(VORGEGEBENER TEXTAUSZUG):

========

Ich bin bereit eine schnelle und grundlegende Veränderung in Rhytmus und Klangfarbe anzuerkennen. Eine solche ist sogar sehr logisch. Aber das Beispiel von Juden und Arabern zeigt dass andere Elemente wie bevorzugte Tonleiter oder harmonische Gestaltung des Liedes durchaus zäh zu sein scheinen. Diesmal eine sinnige Parallele von heute: Die Blues-Tonleiter hat mindestens ein/zwei Jahrhunderte auf den Buckel. Seit sie von den Afrikanern nach Westen gebracht wurde hat sie bis heute nicht aufgehört die Grundlage unserer Unterhaltungsmusik in vielen Liedern zu bilden (und dies über Jazz hinaus).
 
Das ist eine interessante Diskussion, leider fehlt mir das musikalische Fachwissen, um mehr als eine Anmerkung beizutragen.

In der religiösen Lithurgie und Kirchenmusik sollten sich doch einige Beispiele finden lassen, für Melodien, Sprachmodulationen, ritualisierte Antworten der Gemeinde, die eine lange Tradition haben und die sich wenig verändert haben.
Z.B. den Gebetsruf im Islam oder den Abschiedssegen der christlichen Kirche.
Ein Kirchenlied, das ich wegen seiner altanmutenden Melodie besonders schätze http://www.liederlexikon.de/lieder/es_kommt_ein_schiff_geladen/liedkommentar.pdf

ist über 500 Jahre alt.
 
Gut, also als dass stärkste Argument dafür dass es über Jahrhunderte tradierte Elemente der Musik gibt gilt für mich das Beispiel der jüdischen Tonleiter Mi-Sheberah und (von der anderen vergaß ich prompt den Namen^^)
Eventuell meinst Du "Ahava Rabboh" (wie in "Hava Nagila" :) )

Aber jetzt sind wir ja bei einer Skala, also dem Tonmaterial und dessen Beziehungen untereinander....

========

(ARBEITSAUFTRÄGE):
**A)** Der Abschnitt des Textauszugs, der mit „Das ist eine“ beginnt und mit „prompt den Namen^^)“ endet, ist so geändert wiederzugeben, dass „Kirchenlied“ durch „Choral“ ersetzt wird.
**B)** Die folgenden Fragen sind anhand des Textauszugs zu beantworten.
(i) Wie alt ist das Kirchenlied, das wegen seiner altanmutenden Melodie besonders geschätzt wird?
(ii) Von wem wurde die Blues-Tonleiter nach Westen gebracht?
(iii) Welche jüdische Tonleiter wird als stärkstes Argument für über Jahrhunderte tradierte Elemente der Musik genannt?
**C)** Der Satz „Das ist eine interessante Diskussion, leider fehlt mir das musikalische Fachwissen, um mehr als eine Anmerkung beizutragen.“ aus dem Textauszug ist ins Englische zu übersetzen.

(GESPEICHERTE DATEN):
========

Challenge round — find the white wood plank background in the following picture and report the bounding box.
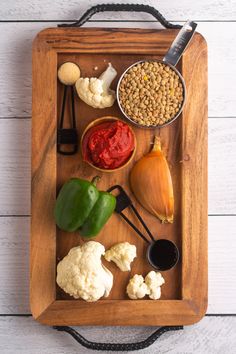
[0,0,236,354]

========

(GEORDNETE LÖSUNGEN):
**A)**
Das ist eine interessante Diskussion, leider fehlt mir das musikalische Fachwissen, um mehr als eine Anmerkung beizutragen.

In der religiösen Lithurgie und Kirchenmusik sollten sich doch einige Beispiele finden lassen, für Melodien, Sprachmodulationen, ritualisierte Antworten der Gemeinde, die eine lange Tradition haben und die sich wenig verändert haben.
Z.B. den Gebetsruf im Islam oder den Abschiedssegen der christlichen Kirche.
Ein Choral, das ich wegen seiner altanmutenden Melodie besonders schätze http://www.liederlexikon.de/lieder/es_kommt_ein_schiff_geladen/liedkommentar.pdf

ist über 500 Jahre alt.
 
Gut, also als dass stärkste Argument dafür dass es über Jahrhunderte tradierte Elemente der Musik gibt gilt für mich das Beispiel der jüdischen Tonleiter Mi-Sheberah und (von der anderen vergaß ich prompt den Namen^^)

**B)**
(i) Es ist über 500 Jahre alt.
(ii) Sie wurde von den Afrikanern nach Westen gebracht.
(iii) Genannt wird die Tonleiter Mi-Sheberah.

**C)** This is an interesting discussion; unfortunately, I lack the musical expertise to contribute more than a remark.